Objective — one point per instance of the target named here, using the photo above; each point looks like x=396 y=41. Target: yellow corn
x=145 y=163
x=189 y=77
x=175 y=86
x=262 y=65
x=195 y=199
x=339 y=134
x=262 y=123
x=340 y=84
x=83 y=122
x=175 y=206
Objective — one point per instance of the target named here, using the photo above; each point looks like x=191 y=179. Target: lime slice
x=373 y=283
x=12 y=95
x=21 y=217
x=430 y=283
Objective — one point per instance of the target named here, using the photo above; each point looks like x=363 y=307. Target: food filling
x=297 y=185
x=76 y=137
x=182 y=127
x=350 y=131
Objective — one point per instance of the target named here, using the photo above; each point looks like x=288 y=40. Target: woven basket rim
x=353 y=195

...

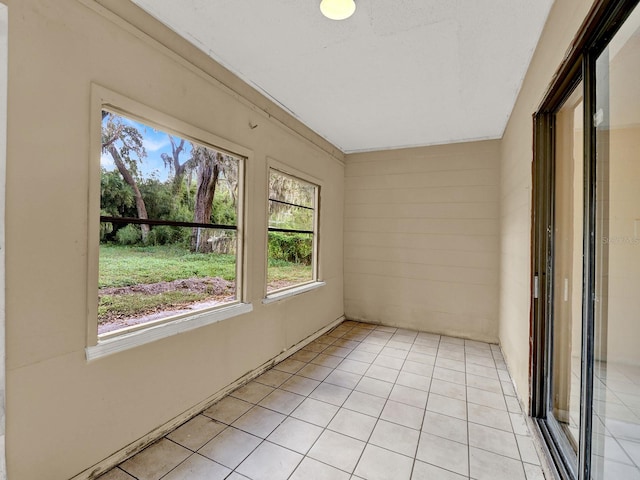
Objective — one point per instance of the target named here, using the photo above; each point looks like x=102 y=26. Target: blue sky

---

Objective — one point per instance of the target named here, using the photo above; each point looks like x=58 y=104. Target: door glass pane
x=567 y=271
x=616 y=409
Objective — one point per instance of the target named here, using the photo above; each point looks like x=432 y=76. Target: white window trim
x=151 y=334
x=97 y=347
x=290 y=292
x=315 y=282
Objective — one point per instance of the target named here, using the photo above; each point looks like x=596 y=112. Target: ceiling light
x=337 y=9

Your goal - Arrange the lines starting with the one containing "Target: yellow corn" and going on through the one containing "x=350 y=131", both included, as a Markdown table with the columns No. and Text. Number each line in order, omit any blank lines, and include no other lines.

Response to the task -
| No. | Text |
|---|---|
| 1 | Objective — one point per instance of the target named here, using the photo above; each point looks like x=396 y=41. Target: yellow corn |
| 2 | x=145 y=163 |
| 3 | x=189 y=77 |
| 4 | x=175 y=86 |
| 5 | x=262 y=65 |
| 6 | x=195 y=199 |
| 7 | x=339 y=134 |
| 8 | x=262 y=123 |
| 9 | x=340 y=84 |
| 10 | x=83 y=122 |
| 11 | x=175 y=206 |
| 12 | Objective — one point per instance of the target named here, using the photo above; each point looks like x=191 y=179. Target: lime slice |
| 13 | x=373 y=283 |
| 14 | x=12 y=95 |
| 15 | x=21 y=217 |
| 16 | x=430 y=283 |
| 17 | Objective — one point per instance of the target named here, using the photo above; each point looks like x=363 y=307. Target: food filling |
| 18 | x=297 y=185 |
| 19 | x=76 y=137 |
| 20 | x=182 y=127 |
| 21 | x=350 y=131 |